* _Seitenauszug_:
# # # #

# Mutter überdreht - was jetzt?!



## corny298 (29. Mai 2011)

Hi, ich hab neulich versucht eine Mutter von meiner ca. 30 Jahre alten Bremsen aufzumachen, dann hab ich sie aber irgendwie überdreht  
Hat irgendwer ne Ahnung wie ich die jetzt wieder lösen kann?
also nochmal: die Mutter hat keine Kanten mehr, sondern ist jetzt nahezu rund. Ich kann also den Schlüssel nicht mehr ansetzen, um sie aufzumachen
Bitte verzweifelt um hilfe!


----------



## mwulf (29. Mai 2011)

Rohrzange?

Bild von dem Schlamassel?


----------



## MTB-News.de




----------



## Ruhrpott-treter (29. Mai 2011)

1.ich persönlich hatte das auch scho da hilft entweder nur gewinde ausbohren aber oft kannst du das gewinde dansch nicht mehr benutzen oder du machs im prinzip mit einem schlitz schrauben dreher und einem hammer ein neues gewinde.
2.ich dachte erst du meinst dein mutter wäre ausgetickt

P.S.:demnächst solltest du an so wichtigen stellen wo muttern hin kommen ein bisschen kupferpaste vor der benutzung der schraube in das gewinde schmieren
ride on Ruhrpotttreter


----------



## corny298 (29. Mai 2011)

danke für die schnellen antworten, ich hab ein bild, ja, weiß aber nicht wie ich das hier hochlade


----------



## corny298 (29. Mai 2011)

irgendwer eine ahnung?


----------



## corny298 (29. Mai 2011)

http://fotos.mtb-news.de/p/905043
ich hoffe das klappt


----------



## dre (29. Mai 2011)

# # # #

* _Ein Datenblock_:
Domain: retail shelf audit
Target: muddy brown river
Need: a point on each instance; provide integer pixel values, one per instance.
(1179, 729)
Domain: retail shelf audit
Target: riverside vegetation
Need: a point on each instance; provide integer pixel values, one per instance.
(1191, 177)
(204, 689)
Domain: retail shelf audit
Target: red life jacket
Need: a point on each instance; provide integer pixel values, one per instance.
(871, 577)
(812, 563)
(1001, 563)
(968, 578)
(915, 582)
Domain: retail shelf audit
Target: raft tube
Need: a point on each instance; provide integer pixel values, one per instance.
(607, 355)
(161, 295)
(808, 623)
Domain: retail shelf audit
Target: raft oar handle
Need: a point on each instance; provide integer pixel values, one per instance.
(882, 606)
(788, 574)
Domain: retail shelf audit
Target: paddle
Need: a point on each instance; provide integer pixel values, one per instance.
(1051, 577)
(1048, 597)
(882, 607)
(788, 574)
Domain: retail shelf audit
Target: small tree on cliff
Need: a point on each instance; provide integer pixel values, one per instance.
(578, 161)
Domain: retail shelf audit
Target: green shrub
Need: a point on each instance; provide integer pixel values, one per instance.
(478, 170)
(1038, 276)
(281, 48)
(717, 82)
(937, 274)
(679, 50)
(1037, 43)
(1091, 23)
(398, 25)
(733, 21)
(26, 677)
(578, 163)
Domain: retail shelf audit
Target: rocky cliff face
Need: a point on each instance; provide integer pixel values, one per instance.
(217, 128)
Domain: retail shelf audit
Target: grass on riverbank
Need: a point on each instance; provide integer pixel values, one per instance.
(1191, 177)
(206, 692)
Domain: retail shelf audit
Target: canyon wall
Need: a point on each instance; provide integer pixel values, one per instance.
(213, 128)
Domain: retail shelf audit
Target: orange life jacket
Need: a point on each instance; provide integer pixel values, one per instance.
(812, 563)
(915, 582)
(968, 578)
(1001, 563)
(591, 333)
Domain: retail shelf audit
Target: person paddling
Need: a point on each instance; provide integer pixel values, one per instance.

# # # #

Führen Sie den Forenthread über die überdrehte Mutter an der Bremse an der Stelle weiter, an der er aufhört.

Mutter überdreht - was jetzt?! 


Finde das Thema schon ziemlich klasse.

= Vater fragen, in der Hoffnung das wenigstens er cool bleibt.


----------



## cux5 (29. Mai 2011)

mit ner zange abdrehen
mutternsprenger benutzen
wenn zange nicht geht und sprenger nicht vorhanden schraube gleich hinter der mutter absägen ankörnen und mit nem metallbohrer ausbohren


----------



## dre (29. Mai 2011)

.. sorry das musste raus.

Wie sieht denn das Problem von der anderen Seite aus? Aber der Mutternsprenger ist schon eine Idee.


----------



## corny298 (29. Mai 2011)

kein problem  
was meinst du mit von der anderen seite?
ich denk nicht, dass wir einen mutternsprenger daheim haben


----------



## corny298 (29. Mai 2011)

mit ner zange hab ich schon probiert, das geht nicht, denkt ihr, ein mechaniker vom fahrradladen bei mir in der stadt könnte die mutter abkriegen?


----------



## MTB-News.de




----------



## mwulf (29. Mai 2011)

Hast du schon mal sowas wie WD40 ne Weile einwirken lassen?
Evtl. mal warm machen ...

Fahhradläden sind wie üblich Glückssache. Der eine Radladen hat Leute, die fast alles reparieren könne, der andere hat Leute, die zu blöd für alles sind.


----------



## corny298 (29. Mai 2011)

nein, noch nicht, versuch ich aber mal. ich geh trotzdem mal zu meinem radladen, schlimmer kanns ja eig. nimmer werden


----------



## cux5 (29. Mai 2011)

mit ner guten zange drehst du der schraube einfach das genick ab
nimm wenn vorhanden eine möglichst neue/wenig benutzte zange
die "zähne" im haltebereich sollten halt nicht abgenutzt sein
rad/gabel mit körper bein fixieren zange mit beiden händen möglichst weit hinten anfassen (hebel)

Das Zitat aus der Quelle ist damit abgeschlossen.